▶ Excerpted text
Biographical details
- Born: August 6, 1904 Santa Cruz, California, U.S.
- Died: April 22, 1990 (aged 85) Carmel, California, U.S.

Playing career

Football
- 1926–1927: Stanford
- Position: Tackle

Coaching career (HC unless noted)

Football
- 1933–1935: Fresno State

Basketball
- 1932–1933: Fresno State

Administrative career (AD unless noted)
- 1947–1967: Oregon

Head coaching record
- Overall: 18–9–1 (football) 7–7 (basketball)

Accomplishments and honors

Championships
- Football 2 Far Western (1934–1935)

= Leo Harris =

American athlete, coach, and athletic director (1904–1990)

Leo A. Harris (August 6, 1904 – April 22, 1990) was an American athlete, coach, and athletic director. He played college football at Stanford University, coached football and basketball at Fresno State College, and was the first athletic director for the University of Oregon, bringing success to a financially troubled system. He was also known for his handshake deal with Walt Disney that permitted the University of Oregon to use the likeness of Donald Duck as the basis for its mascot, the Oregon Duck.

==Playing and coaching career==
Harris was a fullback and guard at Santa Cruz High School in Santa Cruz, California. He attended Stanford University, where he played tackle for legendary coach "Pop" Warner in 1925 and 1926.

Following his collegiate playing career, Harris was football coach at Fresno State College from 1933 to 1935, winning Far West Conference championships the last two years. Harris also coached Fresno State's basketball program.

==Oregon's first athletic director==
In 1947, Harris was named athletic director at the University of Oregon, the first person to hold that title. At that time, Oregon's athletic department was in serious financial trouble. Through fundraising and careful planning, Harris expanded both the quality of the University's athletic programs as well as its facilities.

▶ Exercises to complete
A. In the Leo Harris article, condense the paragraph that begins "Following his collegiate playing career" into a short bulleted list that keeps its main facts.
B. What did the handshake deal between Harris and Walt Disney allow, according to the Leo Harris article?
C. Carry on the article about Leo Harris, starting after its final sentence.

[Saved entries]
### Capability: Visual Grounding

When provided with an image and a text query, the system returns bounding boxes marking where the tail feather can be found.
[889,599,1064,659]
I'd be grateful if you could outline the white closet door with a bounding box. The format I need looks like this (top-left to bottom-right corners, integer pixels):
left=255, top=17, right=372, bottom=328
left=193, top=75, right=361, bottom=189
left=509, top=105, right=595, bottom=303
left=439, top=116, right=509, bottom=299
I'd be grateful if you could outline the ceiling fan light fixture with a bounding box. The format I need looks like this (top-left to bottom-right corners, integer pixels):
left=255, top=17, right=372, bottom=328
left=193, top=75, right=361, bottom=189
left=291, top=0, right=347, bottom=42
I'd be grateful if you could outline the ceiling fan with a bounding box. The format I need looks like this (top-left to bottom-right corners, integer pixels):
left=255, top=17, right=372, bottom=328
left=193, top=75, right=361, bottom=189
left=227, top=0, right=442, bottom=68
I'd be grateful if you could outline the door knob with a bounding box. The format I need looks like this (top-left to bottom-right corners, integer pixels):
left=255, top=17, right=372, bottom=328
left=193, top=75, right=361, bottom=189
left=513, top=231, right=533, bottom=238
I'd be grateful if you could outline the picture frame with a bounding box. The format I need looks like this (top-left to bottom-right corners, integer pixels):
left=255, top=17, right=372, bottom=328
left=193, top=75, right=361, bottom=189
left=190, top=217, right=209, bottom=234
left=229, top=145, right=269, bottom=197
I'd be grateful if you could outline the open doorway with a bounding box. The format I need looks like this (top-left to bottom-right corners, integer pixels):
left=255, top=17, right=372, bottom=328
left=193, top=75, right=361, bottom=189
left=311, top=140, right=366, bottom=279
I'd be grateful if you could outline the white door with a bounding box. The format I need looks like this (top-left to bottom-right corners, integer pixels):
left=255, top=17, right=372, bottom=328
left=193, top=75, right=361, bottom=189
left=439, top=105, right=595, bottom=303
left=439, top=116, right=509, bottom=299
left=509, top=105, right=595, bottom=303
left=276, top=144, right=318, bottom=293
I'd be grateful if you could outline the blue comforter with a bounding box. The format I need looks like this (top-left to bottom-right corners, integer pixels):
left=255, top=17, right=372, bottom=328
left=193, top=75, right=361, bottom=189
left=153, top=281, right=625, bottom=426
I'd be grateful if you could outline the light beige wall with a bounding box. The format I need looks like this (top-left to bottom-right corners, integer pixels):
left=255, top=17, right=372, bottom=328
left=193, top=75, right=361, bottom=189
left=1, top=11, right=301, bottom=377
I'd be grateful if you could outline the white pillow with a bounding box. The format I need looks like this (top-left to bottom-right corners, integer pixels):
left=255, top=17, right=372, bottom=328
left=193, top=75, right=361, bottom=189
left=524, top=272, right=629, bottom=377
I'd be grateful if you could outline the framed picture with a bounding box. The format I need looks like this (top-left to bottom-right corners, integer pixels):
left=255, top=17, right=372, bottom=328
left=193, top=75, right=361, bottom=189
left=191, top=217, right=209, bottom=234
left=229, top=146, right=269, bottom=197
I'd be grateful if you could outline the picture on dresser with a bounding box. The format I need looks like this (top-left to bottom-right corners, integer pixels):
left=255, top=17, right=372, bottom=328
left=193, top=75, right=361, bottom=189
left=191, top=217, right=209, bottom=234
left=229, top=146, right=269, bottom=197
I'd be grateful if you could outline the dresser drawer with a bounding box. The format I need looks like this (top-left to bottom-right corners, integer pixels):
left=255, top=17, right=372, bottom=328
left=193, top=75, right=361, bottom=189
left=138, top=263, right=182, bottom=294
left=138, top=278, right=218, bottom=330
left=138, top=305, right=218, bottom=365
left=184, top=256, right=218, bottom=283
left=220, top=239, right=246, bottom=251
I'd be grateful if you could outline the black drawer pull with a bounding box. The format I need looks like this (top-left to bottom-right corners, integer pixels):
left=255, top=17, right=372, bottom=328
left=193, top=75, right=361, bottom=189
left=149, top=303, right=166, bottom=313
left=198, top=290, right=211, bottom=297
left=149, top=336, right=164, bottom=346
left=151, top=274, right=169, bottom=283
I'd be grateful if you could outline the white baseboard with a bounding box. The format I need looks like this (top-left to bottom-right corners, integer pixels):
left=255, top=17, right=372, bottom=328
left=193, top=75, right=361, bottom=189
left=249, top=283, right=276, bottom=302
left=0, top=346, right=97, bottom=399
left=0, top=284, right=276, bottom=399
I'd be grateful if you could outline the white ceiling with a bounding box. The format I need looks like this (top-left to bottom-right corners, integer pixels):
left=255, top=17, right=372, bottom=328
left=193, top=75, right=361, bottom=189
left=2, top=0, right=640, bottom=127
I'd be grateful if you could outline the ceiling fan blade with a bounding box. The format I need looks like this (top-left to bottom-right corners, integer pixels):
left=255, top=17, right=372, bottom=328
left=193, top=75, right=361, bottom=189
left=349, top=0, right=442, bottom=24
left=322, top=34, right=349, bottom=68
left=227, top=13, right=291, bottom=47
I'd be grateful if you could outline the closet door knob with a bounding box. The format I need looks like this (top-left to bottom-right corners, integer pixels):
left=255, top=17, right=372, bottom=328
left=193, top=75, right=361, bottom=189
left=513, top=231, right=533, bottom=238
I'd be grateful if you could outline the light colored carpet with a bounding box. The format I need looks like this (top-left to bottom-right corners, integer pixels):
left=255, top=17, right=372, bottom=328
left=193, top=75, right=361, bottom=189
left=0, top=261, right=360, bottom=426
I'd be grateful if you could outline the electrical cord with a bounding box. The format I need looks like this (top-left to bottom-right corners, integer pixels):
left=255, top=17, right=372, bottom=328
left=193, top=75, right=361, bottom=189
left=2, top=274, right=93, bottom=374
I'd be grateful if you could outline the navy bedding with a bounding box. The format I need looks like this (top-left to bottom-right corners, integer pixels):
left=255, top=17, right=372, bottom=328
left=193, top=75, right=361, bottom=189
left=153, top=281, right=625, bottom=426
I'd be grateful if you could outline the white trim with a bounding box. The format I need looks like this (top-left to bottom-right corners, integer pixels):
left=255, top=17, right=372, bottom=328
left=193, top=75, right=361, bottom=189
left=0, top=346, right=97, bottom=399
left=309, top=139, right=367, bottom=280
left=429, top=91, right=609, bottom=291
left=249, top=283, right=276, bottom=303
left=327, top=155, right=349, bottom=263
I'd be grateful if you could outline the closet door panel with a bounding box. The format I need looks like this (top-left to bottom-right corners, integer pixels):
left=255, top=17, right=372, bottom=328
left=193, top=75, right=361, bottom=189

▶ Results
A.
- Coached football at Fresno State College from 1933 to 1935
- Won Far West Conference championships in the last two of those years
- Also coached Fresno State's basketball program

B. It allowed the University of Oregon to use the likeness of Donald Duck as the basis for its mascot, the Oregon Duck.

C.
His most significant achievement was the construction of a new football stadium to replace aging Hayward Field. His efforts, beginning with procurement of property across the Willamette River from campus and continuing with fundraising and governmental negotiations, resulted in the construction of Autzen Stadium, completed in 1967. Harris also oversaw expansion of McArthur Court and improvements to Hayward Field and the baseball team's Howe Field.

Harris was also noted for striking a handshake deal with Walt Disney in 1947 that allowed Oregon to use the likeness of Donald Duck as the University's athletic mascot, The Oregon Duck. When Disney lawyers in the 1970s discovered that no written contract existed, the university produced a photograph of Harris alongside Walt Disney wearing a Donald-emblazoned Oregon jacket as proof that an agreement did exist. From that photo evidence, a formal contract licensing Donald's use by the university was created.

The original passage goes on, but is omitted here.